» **The problem**:
Print out all the records, word for word.

» **Exercise input**:
- Opening Delimiter -

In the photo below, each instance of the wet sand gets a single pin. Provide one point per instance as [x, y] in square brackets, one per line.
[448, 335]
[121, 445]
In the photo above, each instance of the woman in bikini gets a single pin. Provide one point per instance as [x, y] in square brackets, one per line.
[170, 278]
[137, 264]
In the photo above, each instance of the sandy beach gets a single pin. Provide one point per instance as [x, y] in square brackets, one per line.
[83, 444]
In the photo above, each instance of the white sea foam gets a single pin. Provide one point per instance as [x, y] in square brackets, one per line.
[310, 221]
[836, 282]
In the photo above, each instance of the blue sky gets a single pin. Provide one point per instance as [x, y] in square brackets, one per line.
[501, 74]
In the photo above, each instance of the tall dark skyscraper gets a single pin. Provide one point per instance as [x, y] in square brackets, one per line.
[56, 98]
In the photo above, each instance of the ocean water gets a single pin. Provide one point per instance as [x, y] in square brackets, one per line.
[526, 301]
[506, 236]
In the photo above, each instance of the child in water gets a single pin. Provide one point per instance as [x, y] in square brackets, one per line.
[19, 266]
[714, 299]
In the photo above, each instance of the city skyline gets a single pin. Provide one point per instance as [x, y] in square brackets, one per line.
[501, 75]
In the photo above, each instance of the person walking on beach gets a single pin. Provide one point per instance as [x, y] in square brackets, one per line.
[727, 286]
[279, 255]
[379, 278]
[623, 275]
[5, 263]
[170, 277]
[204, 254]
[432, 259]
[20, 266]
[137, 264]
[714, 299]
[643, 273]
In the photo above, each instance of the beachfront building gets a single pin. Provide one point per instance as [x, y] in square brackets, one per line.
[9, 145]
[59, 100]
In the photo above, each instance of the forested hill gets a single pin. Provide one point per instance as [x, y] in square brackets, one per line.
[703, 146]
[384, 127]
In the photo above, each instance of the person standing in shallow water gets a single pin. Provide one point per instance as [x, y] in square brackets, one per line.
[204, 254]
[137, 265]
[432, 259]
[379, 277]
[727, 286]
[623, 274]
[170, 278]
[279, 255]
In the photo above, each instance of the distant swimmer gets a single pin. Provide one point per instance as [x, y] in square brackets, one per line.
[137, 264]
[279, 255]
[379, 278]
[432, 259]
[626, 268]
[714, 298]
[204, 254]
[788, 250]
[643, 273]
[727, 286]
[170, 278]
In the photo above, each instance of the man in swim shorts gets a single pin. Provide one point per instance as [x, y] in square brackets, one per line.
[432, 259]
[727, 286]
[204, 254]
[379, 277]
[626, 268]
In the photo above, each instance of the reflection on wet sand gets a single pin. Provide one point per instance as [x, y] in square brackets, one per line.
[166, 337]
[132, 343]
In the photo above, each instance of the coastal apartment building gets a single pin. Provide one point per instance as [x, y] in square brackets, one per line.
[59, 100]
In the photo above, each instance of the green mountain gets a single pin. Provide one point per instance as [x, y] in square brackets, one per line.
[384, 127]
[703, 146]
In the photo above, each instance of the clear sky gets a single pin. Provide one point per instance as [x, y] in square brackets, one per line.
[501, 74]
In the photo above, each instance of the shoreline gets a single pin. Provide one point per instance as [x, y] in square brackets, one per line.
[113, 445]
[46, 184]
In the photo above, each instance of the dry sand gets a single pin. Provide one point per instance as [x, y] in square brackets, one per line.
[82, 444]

- Closing Delimiter -

» **Task answer**:
In the photo below, each instance of the wet sand gets a single pin. Provide one point per instance as [x, y] in square brackets, one per line.
[448, 335]
[121, 445]
In the photo above, each instance of the woman in bikini gets a single pin. Provide one point per instance as [x, y] in square brackets, one per line.
[170, 278]
[137, 264]
In the photo above, each instance of the sandy beach gets a single pin. Provide one point per instance as [x, y] in square brackets, one per line.
[83, 444]
In the photo above, each instance of the white sea foam gets a single pin. Provide one point per instance as [x, y] in square brackets, one per line.
[310, 221]
[836, 282]
In the photo above, each instance of the blue sky gets a single pin. Provide one point per instance as [x, y] in square brackets, one per line.
[501, 74]
In the photo above, each instance of the tall dark skyscraper gets a single pin. Provide one point per instance as [x, y] in square brackets, one per line.
[56, 98]
In the photo above, each instance of the ocean water gets a single pin. Provide one point per instance as [x, y] in square brackets, one per line.
[526, 301]
[506, 236]
In the photo above, each instance of the child in water gets a single pin. Provide one point per instance as [x, y] in square brackets, one per line.
[19, 266]
[714, 299]
In the photo above, each instance of the city skyline gets a single pin. Provide one point per instance as [x, y] in square brackets, one per line.
[501, 75]
In the photo above, each instance of the person walking on beach gets a single pin. Provide one point per instance as [x, y] in square brackets, one per line.
[727, 286]
[279, 255]
[379, 278]
[623, 275]
[5, 263]
[170, 277]
[204, 254]
[432, 259]
[20, 266]
[137, 264]
[714, 299]
[643, 273]
In the photo above, each instance of the beachfront building gets a single pin. Provide one point per instance as [x, y] in square brackets, one per line.
[9, 145]
[59, 100]
In the photo above, each instance of the forested hill gets a single pin. Provide one point per instance as [x, y] in square brackets, one per line.
[703, 146]
[384, 127]
In the photo above, each instance of the person standing in shallow water gets a single pin. Provide one point per instance as [x, y] in square brackets, one per line.
[204, 254]
[137, 265]
[432, 259]
[379, 277]
[727, 286]
[623, 274]
[170, 278]
[279, 255]
In the photo above, each instance of the distant swimmer gets a single pin. Provide one point per instance as [x, y] in square brackets, one per line.
[137, 264]
[279, 255]
[379, 278]
[432, 259]
[626, 268]
[714, 298]
[204, 254]
[788, 250]
[643, 273]
[727, 286]
[170, 278]
In the photo above, each instance of the man in swim shorts gets a single pin. Provide one point per instance as [x, y] in square brackets, one per line.
[432, 259]
[727, 286]
[204, 254]
[379, 277]
[626, 268]
In the photo above, each instance of the reflection on wet sand gets a single pin. Provide one point per instance as [x, y] in square brackets, one per line.
[166, 337]
[132, 343]
In the photo above, each instance of the coastal apartment building gets a single pin. Provide one point per instance as [x, y] in square brackets, one per line.
[59, 100]
In the photo above, each instance of the green mountain gets a single pin. Provide one point per instance as [x, y] in square brackets, one per line.
[384, 127]
[703, 146]
In the photo above, each instance of the clear sky gets a single pin. Provide one point per instance as [x, y] in square brackets, one per line.
[501, 74]
In the photo above, each instance of the shoreline gets a single pin. Provide one point per instance as [x, y] in square brackets, one per line.
[113, 445]
[46, 184]
In the photo above, each instance of the dry sand gets a single pin. Provide one point per instance as [x, y] in square brackets, one per line.
[82, 444]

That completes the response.